Supplied text section start

The recently developed medication belongs to the category of antiplatelets, which are commonly referred to as "blood thinners." This group encompasses drugs like aspirin, frequently prescribed for the treatment of heart attacks.

"There’s consensus that to reduce the risk of heart attack in some patients, they should take an aspirin. This drug could be that for stroke," Prof Jackson said.

Every year, approximately 16 million individuals worldwide experience strokes, making it a prominent cause of both mortality and disability on a global scale.

Around 85 percent of strokes are classified as ischemic, resulting from the obstruction of an artery in the brain by a blood clot, leading to a reduction in cerebral blood flow. If not promptly addressed within a few hours, irreversible brain damage can occur.

“In stroke, time is brain. The longer it takes you to get treat­ment, the worse off you will be,” Prof Jack­son warned.

Supplied text section end

### Tasks to perform
• a. According to the stroke drug text, about how many people around the world have a stroke each year?
• b. Write the next few sentences of the stroke drug text, picking up after Prof Jackson's warning about treatment time.

Records section start

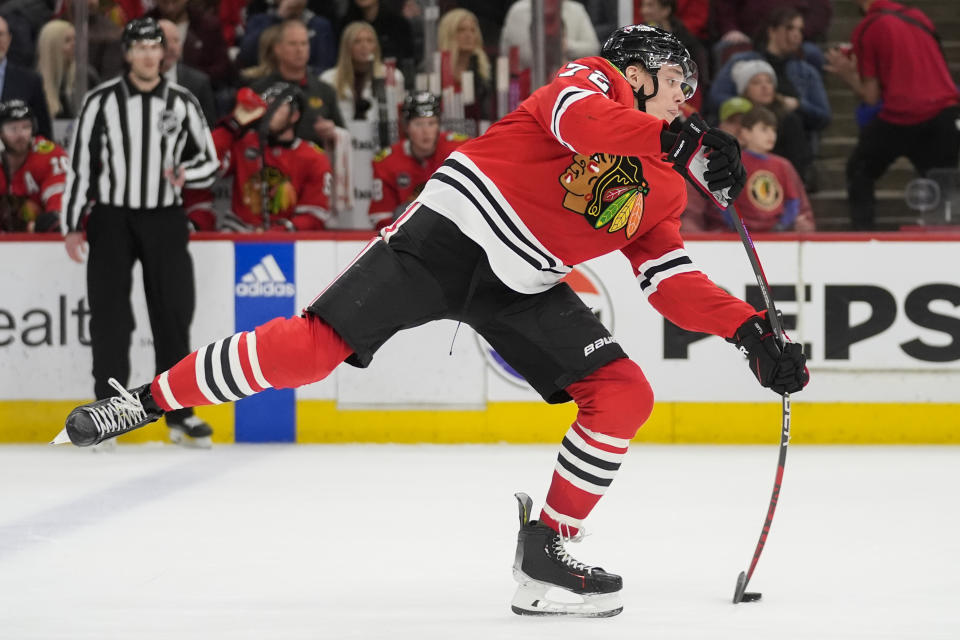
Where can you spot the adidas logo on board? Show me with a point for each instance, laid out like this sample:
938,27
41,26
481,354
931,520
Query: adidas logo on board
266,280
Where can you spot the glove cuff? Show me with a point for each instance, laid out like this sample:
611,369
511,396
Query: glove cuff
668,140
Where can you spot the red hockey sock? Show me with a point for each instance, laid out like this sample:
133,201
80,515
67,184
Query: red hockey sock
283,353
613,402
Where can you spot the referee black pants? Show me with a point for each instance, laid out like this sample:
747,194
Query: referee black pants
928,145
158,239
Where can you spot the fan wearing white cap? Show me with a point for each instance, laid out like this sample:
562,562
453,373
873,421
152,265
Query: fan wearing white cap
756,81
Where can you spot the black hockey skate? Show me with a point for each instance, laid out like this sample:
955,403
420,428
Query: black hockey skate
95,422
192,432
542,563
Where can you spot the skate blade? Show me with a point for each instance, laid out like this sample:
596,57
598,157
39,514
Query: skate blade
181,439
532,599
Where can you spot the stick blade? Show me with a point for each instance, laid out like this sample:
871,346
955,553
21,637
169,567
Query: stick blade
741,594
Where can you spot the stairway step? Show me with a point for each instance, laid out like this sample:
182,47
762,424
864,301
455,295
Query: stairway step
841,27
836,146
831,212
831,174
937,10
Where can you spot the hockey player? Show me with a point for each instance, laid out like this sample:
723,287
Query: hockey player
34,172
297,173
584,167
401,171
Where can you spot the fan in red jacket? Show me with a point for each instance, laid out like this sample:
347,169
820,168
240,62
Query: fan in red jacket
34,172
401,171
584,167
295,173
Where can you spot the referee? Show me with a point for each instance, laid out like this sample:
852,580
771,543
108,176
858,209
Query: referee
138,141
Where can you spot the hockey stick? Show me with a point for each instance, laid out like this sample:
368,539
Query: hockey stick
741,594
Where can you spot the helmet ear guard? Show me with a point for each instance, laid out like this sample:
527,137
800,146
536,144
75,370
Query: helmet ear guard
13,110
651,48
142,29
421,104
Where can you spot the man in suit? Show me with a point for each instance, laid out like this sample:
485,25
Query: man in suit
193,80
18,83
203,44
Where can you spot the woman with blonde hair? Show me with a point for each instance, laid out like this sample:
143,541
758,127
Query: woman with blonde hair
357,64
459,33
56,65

Records section end
Records section start

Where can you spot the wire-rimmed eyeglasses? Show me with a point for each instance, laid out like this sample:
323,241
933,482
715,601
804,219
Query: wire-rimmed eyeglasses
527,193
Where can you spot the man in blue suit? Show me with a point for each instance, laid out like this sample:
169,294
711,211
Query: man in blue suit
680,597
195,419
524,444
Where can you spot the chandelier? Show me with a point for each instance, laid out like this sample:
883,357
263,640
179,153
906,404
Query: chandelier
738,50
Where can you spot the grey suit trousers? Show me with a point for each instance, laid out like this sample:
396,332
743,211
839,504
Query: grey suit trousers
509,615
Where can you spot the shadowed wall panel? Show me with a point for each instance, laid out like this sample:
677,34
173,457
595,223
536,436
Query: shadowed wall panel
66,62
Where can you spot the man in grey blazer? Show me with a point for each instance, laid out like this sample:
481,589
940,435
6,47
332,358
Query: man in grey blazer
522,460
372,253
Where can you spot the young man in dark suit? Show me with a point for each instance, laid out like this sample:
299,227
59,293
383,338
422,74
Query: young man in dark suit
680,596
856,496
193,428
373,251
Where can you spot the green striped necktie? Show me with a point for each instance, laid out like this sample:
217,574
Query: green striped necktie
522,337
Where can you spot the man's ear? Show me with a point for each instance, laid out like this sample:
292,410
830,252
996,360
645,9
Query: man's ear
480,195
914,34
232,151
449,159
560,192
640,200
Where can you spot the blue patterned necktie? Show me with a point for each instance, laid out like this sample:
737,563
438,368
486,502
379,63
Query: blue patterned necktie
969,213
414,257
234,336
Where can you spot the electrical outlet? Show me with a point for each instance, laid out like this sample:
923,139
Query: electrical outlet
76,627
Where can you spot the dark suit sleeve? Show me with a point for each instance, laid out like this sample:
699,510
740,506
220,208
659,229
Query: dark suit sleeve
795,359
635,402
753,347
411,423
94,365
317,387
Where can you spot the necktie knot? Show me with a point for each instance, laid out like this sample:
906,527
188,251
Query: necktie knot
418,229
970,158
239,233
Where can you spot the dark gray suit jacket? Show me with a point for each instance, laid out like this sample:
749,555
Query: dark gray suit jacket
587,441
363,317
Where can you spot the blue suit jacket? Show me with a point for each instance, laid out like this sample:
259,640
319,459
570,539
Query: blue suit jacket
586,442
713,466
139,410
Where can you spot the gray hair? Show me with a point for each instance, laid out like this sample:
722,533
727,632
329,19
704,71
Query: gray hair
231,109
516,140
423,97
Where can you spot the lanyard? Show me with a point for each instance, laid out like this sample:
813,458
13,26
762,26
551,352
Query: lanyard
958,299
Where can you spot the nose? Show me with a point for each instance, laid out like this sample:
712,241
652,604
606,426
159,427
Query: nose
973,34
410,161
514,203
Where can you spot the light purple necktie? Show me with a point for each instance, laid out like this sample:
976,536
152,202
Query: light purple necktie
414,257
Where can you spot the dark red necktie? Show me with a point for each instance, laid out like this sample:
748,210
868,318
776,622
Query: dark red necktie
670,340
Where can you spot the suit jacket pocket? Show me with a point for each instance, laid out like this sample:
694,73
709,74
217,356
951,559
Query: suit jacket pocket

Records section end
Records section start

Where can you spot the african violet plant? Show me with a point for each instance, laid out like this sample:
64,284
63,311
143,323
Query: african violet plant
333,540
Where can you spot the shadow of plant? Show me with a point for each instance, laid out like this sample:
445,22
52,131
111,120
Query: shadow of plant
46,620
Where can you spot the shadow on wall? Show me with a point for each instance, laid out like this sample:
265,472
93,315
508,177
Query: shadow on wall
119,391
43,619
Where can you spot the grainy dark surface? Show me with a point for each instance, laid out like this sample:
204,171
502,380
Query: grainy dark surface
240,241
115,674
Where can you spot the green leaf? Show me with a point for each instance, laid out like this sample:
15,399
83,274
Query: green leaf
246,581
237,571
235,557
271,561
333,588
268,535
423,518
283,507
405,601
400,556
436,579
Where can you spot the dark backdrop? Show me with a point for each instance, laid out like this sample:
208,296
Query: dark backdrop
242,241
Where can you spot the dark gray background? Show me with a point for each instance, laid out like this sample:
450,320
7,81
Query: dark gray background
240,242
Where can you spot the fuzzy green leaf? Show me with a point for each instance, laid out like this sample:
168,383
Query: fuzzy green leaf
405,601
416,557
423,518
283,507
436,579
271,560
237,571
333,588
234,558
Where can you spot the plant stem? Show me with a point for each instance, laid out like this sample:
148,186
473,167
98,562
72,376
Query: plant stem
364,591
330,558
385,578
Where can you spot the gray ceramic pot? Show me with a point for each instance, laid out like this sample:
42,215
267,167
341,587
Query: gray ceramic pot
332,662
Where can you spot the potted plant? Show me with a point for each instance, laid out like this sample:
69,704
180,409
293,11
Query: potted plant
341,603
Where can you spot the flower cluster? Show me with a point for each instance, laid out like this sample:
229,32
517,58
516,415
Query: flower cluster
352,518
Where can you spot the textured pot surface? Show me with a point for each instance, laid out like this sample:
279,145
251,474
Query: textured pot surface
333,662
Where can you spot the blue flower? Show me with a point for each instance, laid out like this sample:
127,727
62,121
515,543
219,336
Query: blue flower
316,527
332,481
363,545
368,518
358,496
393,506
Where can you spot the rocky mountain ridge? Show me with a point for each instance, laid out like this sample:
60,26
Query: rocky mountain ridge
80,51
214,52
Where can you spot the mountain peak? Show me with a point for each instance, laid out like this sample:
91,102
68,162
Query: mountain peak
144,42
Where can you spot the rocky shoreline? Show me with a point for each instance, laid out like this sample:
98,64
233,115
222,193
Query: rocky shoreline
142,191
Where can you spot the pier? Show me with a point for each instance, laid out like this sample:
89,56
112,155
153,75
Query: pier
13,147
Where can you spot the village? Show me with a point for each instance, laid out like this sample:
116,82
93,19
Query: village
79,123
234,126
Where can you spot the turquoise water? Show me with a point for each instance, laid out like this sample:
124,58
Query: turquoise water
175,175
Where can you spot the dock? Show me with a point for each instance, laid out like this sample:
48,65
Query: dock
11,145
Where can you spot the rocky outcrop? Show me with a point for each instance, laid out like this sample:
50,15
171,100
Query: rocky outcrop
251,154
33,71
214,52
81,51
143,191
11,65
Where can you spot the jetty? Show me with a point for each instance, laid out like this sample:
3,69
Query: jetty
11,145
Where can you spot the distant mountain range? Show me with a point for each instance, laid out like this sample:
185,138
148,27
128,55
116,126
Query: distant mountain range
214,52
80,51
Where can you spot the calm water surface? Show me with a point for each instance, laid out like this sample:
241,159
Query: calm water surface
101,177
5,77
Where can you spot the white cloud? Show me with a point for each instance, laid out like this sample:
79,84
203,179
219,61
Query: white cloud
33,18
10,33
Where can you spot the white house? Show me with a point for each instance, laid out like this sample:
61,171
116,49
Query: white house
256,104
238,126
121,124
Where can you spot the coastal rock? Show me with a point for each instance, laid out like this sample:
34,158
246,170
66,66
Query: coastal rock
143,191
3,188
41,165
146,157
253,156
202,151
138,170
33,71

Records section end

### Written answers
• a. Approximately 16 million.

• b.
"We know people in rural parts of the country usually fare the worst, simply because of the time it takes to get treatment. Advance stroke care is only available in major hospitals. We think this drug can help balance the gap between rural and city health,” Prof Jackson said.

At present, tissue plasminogen activator (tPA) stands as the sole treatment available for dissolving blood clots during the acute phase of a stroke.

HRI Assoc Prof Simone Schoenwaelder said the problem is, only 10 percent of stroke victims are able to receive it.

“Our eureka movement was discovering this new anti-clotting drug could improve the function of tPA and reduce stroke injury,” she said.

By combining the anti-clotting drug with tPA, not only does it enhance the efficacy of clot dissolution in stroke cases, but it also plays a crucial role in preventing clot reformation. This is achieved by specifically targeting distinct and complementary components of the blood clot.

“The most excit­ing thing is it does so with­out an added risk of bleed­ing, which we know leads to more strokes, so this drug may help reduce risk of anoth­er stroke.”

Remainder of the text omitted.